Records to process |
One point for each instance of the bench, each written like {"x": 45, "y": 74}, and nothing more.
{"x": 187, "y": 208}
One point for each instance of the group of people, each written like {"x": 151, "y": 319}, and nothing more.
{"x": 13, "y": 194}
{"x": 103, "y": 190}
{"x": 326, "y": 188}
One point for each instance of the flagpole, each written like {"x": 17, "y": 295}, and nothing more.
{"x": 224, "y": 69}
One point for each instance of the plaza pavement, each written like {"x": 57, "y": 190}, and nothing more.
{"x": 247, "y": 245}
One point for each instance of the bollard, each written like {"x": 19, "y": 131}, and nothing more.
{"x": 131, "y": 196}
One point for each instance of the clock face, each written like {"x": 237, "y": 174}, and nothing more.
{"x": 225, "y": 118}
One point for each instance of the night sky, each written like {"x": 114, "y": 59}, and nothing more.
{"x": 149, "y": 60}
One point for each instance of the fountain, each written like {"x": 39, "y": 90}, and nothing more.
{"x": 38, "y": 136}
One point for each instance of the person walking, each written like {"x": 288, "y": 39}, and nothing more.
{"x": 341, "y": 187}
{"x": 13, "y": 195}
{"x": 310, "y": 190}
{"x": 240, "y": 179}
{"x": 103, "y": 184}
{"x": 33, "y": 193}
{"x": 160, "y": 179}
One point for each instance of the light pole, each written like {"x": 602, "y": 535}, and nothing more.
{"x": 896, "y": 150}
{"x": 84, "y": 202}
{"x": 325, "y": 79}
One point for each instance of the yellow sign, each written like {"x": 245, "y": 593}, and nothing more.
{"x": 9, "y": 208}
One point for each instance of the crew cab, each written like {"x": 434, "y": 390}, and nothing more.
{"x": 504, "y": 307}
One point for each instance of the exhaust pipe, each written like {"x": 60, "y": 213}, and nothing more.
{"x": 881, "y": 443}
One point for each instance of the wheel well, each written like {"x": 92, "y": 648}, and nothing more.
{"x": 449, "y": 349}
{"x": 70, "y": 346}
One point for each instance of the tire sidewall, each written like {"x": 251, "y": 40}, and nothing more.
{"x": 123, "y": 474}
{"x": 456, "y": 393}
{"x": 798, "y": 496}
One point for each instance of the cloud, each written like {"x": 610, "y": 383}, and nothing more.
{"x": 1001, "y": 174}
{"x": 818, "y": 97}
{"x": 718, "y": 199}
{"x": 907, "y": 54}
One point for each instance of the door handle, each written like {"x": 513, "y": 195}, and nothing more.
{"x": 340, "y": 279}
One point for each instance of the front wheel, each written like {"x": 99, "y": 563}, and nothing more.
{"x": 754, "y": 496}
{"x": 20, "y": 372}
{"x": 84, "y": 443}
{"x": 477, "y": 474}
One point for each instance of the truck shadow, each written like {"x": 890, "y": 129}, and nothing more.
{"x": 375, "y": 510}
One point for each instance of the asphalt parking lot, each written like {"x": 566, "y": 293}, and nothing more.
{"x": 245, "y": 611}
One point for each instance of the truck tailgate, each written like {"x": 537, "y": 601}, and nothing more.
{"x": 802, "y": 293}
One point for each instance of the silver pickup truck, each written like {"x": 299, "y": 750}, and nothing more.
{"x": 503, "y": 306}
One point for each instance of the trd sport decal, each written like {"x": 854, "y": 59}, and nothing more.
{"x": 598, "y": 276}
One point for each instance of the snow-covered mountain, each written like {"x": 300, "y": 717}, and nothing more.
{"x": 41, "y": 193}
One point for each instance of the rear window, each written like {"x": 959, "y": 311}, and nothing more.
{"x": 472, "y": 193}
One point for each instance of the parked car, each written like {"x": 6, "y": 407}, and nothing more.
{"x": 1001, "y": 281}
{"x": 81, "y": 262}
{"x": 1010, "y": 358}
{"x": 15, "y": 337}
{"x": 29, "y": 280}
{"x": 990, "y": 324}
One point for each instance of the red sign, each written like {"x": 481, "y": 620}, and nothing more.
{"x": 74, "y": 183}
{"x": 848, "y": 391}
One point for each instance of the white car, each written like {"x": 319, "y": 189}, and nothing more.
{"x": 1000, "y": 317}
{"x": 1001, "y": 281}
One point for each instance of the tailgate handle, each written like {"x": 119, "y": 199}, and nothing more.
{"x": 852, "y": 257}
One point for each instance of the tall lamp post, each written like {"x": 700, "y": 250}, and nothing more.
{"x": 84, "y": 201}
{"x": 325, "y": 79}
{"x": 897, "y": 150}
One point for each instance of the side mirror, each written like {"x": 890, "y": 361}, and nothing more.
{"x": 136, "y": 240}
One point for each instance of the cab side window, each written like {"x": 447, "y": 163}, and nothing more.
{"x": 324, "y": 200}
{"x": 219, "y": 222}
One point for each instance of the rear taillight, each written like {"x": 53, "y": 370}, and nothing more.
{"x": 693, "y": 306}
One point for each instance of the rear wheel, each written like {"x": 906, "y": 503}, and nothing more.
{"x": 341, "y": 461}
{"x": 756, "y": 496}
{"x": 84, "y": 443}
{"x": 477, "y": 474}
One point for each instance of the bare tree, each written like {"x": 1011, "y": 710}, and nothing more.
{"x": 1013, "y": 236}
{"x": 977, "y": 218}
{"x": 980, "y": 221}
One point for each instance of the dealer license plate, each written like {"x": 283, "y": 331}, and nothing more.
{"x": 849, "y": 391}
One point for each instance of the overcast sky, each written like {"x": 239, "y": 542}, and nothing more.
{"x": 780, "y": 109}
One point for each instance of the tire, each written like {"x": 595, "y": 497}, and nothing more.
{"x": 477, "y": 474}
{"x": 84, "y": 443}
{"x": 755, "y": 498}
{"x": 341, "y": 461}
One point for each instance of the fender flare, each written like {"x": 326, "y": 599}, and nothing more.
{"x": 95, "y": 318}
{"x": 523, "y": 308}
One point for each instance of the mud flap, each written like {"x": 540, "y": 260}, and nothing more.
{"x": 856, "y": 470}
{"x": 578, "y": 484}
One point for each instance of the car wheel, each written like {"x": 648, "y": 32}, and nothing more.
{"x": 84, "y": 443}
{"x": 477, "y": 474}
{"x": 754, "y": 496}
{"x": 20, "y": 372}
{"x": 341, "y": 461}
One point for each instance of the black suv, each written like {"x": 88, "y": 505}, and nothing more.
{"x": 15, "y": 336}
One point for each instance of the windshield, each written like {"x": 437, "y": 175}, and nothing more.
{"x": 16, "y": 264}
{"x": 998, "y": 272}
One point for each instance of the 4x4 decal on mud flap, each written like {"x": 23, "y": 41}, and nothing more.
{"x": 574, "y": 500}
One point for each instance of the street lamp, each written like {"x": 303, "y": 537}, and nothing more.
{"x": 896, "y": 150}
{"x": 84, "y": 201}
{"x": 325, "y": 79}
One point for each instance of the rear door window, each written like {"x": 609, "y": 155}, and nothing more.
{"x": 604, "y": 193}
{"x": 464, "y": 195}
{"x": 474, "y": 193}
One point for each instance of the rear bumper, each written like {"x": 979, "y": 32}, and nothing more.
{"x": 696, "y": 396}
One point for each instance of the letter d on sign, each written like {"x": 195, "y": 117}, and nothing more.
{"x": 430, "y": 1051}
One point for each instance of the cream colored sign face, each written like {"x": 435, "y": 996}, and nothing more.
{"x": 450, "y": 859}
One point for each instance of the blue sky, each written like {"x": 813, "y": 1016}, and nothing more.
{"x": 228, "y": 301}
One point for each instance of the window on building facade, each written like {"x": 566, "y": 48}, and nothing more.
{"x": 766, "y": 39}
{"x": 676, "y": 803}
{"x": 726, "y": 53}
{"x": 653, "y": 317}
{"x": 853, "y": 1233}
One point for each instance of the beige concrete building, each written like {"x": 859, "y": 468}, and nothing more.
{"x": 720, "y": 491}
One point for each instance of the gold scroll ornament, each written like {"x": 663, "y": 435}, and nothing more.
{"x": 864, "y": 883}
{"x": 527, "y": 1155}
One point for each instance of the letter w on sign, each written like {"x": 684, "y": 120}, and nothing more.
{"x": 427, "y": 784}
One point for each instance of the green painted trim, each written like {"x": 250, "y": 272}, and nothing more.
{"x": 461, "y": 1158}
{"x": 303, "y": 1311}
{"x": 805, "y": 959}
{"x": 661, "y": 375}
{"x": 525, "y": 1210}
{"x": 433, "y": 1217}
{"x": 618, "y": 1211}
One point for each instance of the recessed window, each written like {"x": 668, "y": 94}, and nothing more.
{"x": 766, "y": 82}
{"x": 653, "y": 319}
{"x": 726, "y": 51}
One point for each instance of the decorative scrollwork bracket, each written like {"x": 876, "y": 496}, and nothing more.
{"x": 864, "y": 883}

Assigned task | Having found the line that contains "One point for each instance of the beige", set down that line and all the rest through the end of the records, exactly.

Output of the task |
One point for each instance of the beige concrete building, each written like {"x": 859, "y": 468}, and nothing more.
{"x": 720, "y": 491}
One point for each instance of the gold scroll ornament, each written like {"x": 663, "y": 435}, and nothing more.
{"x": 864, "y": 883}
{"x": 527, "y": 1155}
One point for each instance of the letter w on sign, each written like {"x": 684, "y": 120}, and nothing more.
{"x": 427, "y": 784}
One point for each instance of the green painted trim, each written like {"x": 250, "y": 272}, and nothing more.
{"x": 461, "y": 1158}
{"x": 303, "y": 1311}
{"x": 805, "y": 959}
{"x": 661, "y": 375}
{"x": 525, "y": 1210}
{"x": 433, "y": 1217}
{"x": 618, "y": 1211}
One point for each instance of the recessed window, each written like {"x": 668, "y": 94}, and nothing more.
{"x": 766, "y": 82}
{"x": 653, "y": 319}
{"x": 726, "y": 51}
One point for each instance of the decorative scrollwork bracket, each written like {"x": 876, "y": 496}, and nothing more.
{"x": 864, "y": 883}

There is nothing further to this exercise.